- [提供テキスト]
::::::::

健康経営の推進に資する運動促進の取り組みとは?

健康経営の推進に資する運動促進の取り組みとは?

近年、日本の企業の間では「健康経営」という考え方が広がってきました。

これは、従業員の健康を単なる福利厚生ではなく経営資源として捉えて、戦略的に健康づくりへ投資することで、生産性向上や企業価値の向上を目指す取り組みです。

健康経営の取り組み事例は、様々ありますが、「運動の促進」も健康経営の促進につながります。

運動不足は生活習慣病やメンタル不調の要因となり、欠勤・プレゼンティーズム(出勤しているが十分に能力を発揮できない状態)を通じて企業経営に大きな影響を及ぼします。

ここでは、健康経営の基本的な考え方から、運動促進がなぜ重要なのか、そして企業が実践できる具体的な運動促進施策までを、体系的に解説してまいります。

健康経営とは

ウォーキングする女性

健康経営とは、従業員の健康保持・増進を単なる福利厚生や個人任せの自己管理に委ねるのではなく、企業の経営戦略そのものとして位置づけ、組織的かつ継続的に取り組む経営手法を指します。

従業員の健康状態は、労働生産性、創造性、組織の活力、さらには企業の持続的成長に直結する重要な要素であり、健康経営は「人への投資」を具体化した考え方とも言えます。

また、健康経営の本質は「病気を防ぐこと」だけではありません。

従業員が心身ともに良好な状態で働き続けられる環境を整え、能力を最大限に発揮できる状態を維持・向上させることにあります。

そのため、生活習慣の改善、メンタルヘルス対策、働き方の見直しと並び、日常的な「運動習慣の定着」が極めて重要な要素として位置づけられているのです。

日本では、経済産業省が中心となり、企業に対して健康経営の重要性を発信してきました。その象徴的な施策が「健康経営優良法人認定制度」です。

健康経営が注目される背景として、

  • 少子高齢化による労働力不足
  • 医療費・社会保障費の増大
  • 働き方改革による生産性向上の要請

といったことがあげられます。

これらの社会課題に対し、従業員一人ひとりが心身ともに健康で長く働ける環境を整えることが、企業存続の鍵となっているといっても過言ではありません。

運動不足が企業経営に与える影響

ランニングする人

運動不足は個人の健康問題にとどまらず、企業経営そのものに多面的かつ深刻な影響を及ぼします。

特に、現代のオフィスワーク中心の労働環境では、意識的に体を動かさなければ、日常生活の中で必要な運動量を確保することが極めて難しくなっています。

その結果として生じる影響は、

  • 身体面
  • 精神面
  • 経営面

の3つの側面において、企業に影響を及ぼします。詳しく見ていきます。

【身体的影響】「個人の不調」が「組織のコスト」に変わる

運動不足は、生活習慣病のリスクを高める要因として広く知られています。

これらの疾患は、初期段階では自覚症状が乏しい場合が多く、本人も企業も問題を認識しにくいという特徴があります。

しかし、症状が進行すると、通院や服薬が必要となり、業務への影響が徐々に顕在化していきます。

また、デスクワーク中心の職場では、腰痛や肩こり、首の痛み、膝関節の違和感といった筋骨格系の慢性不調が起こりやすくなります。

::::::::

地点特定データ
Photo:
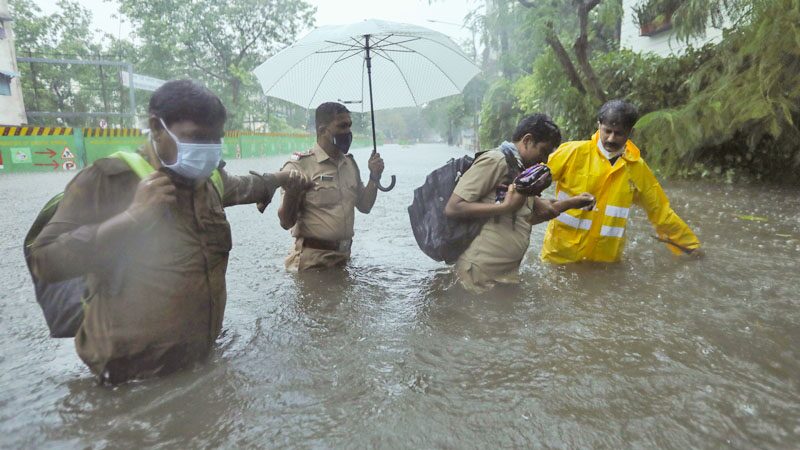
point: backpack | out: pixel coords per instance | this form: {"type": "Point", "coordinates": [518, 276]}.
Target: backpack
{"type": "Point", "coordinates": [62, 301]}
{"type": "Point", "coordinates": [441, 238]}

::::::::

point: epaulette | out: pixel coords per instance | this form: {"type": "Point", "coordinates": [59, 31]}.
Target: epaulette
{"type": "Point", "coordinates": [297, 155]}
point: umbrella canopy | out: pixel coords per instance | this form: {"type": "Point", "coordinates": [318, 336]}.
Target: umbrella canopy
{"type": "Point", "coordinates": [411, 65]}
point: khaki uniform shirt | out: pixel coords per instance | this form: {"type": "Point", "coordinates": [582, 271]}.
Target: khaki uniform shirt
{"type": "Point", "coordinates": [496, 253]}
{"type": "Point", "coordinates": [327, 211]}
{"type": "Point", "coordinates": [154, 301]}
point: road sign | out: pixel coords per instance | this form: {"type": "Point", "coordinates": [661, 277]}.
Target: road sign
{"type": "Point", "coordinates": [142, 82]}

::::::::

- [取り組む課題]
- A) 健康経営についての文章で、日常的な「運動習慣の定着」が極めて重要な要素と位置づけられている理由を、文章に書かれた内容に沿って1〜3文で説明してください。
- B) 健康経営についての文章の「従業員が心身ともに良好な状態」から「といったことがあげられます。」までを、「健康経営」を「ウェルネス経営」に置き換えて書き直してください。
- C) 健康経営についての文章では、プレゼンティーズムとはどのような状態だと説明されていますか。

- [課題別の解答]
- A) 健康経営の本質は「病気を防ぐこと」だけではありません。従業員が心身ともに良好な状態で働き続けられる環境を整え、能力を最大限に発揮できる状態を維持・向上させることにあります。そのため運動習慣の定着は、生活習慣の改善、メンタルヘルス対策、働き方の見直しと並ぶ重要な要素とされています。

- B)
従業員が心身ともに良好な状態で働き続けられる環境を整え、能力を最大限に発揮できる状態を維持・向上させることにあります。

そのため、生活習慣の改善、メンタルヘルス対策、働き方の見直しと並び、日常的な「運動習慣の定着」が極めて重要な要素として位置づけられているのです。

日本では、経済産業省が中心となり、企業に対してウェルネス経営の重要性を発信してきました。その象徴的な施策が「ウェルネス経営優良法人認定制度」です。

ウェルネス経営が注目される背景として、

  • 少子高齢化による労働力不足
  • 医療費・社会保障費の増大
  • 働き方改革による生産性向上の要請

といったことがあげられます。

- C) 出勤しているが十分に能力を発揮できない状態です。